WHAT THE TASK REQUIRES:
Quote every sentence in the body of the blog post on eyeglasses and barcodes, not counting its title, that ends with a question mark.

Monday, June 28, 2010

Medical Controversy?: Better Vision Via New Barcodes?

I can still remember what it was like before I knew I needed glasses. Most things were just slightly fuzzy. To see things clearly they had to be very close. Just in front of my face was a good distance. At night every was even fuzzier.

Of course I didn't realize that this wasn't normal. Glasses changed everything. Things weren't vague and smeared. Even now when I get a new set of glasses that are the right strength for my slowly weakening eyes I'm reminded that I can make out leaves on trees when they are across the street. Glasses have made my life much easier. Something as simple as a two pieces of curved glass can change one's world.

There are a number of groups providing eye care and glasses for the third world. Third World Eye Care Society Canada is one group that collects old pair of eyeglasses and sends them to were they are still useful. ORBIS is a group treating preventable blindness around the world. ORBIS is also the group with the flying eye hospital.

One of the problems with delivering optical care in rural and rustic settings is the equipment required. How do you figure out what glasses someone needs. Carry a large box containing lenses and ask someone to stare at an eye chart as you try different strengths over and over? Bring in a complicated and expensive machine that does it with lasers? There should be an easier way.

Maybe there is an easier and cheaper way. The idea and concept behind it came from the idea of using camera blur to display barcodes. Yes barcodes via bokeh.

Bokeh you ask? It's the term for the circles of blur that appear on your camera from out of focus points of light. If you point your camera at a Christmas tree in a darkened room and override the autofocus you get a picture that evokes the whole idea of Christmas.

PROVIDED RECORDS:

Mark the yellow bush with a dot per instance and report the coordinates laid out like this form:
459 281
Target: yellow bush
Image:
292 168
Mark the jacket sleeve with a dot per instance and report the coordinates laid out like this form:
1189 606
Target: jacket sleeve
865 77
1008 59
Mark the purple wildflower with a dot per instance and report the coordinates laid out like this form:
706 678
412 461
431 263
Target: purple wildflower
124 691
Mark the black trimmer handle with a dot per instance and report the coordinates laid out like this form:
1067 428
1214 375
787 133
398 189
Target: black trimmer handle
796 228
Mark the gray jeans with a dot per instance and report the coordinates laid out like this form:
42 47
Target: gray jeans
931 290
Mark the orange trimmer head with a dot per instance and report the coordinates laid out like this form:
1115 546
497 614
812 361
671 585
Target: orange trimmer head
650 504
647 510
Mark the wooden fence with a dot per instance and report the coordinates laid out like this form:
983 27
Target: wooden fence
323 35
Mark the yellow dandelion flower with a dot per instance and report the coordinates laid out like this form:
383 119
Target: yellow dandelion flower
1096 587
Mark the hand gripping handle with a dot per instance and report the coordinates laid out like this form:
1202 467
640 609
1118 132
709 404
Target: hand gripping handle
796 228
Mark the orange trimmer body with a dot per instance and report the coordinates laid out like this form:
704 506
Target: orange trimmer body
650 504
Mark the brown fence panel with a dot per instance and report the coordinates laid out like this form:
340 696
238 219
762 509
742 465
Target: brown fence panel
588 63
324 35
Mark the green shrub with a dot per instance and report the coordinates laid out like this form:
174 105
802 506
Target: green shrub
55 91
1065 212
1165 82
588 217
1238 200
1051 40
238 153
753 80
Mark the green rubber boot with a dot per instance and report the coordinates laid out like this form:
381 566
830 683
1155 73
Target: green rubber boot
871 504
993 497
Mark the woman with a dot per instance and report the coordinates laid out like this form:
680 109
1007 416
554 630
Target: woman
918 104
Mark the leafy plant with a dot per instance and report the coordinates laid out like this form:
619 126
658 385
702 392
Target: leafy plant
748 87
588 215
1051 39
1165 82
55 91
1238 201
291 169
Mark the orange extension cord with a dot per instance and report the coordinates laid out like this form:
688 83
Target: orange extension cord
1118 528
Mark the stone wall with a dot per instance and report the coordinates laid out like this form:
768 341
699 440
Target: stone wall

WRITTEN RESPONSE:
- "Carry a large box containing lenses and ask someone to stare at an eye chart as you try different strengths over and over?"
- "Bring in a complicated and expensive machine that does it with lasers?"
- "Bokeh you ask?"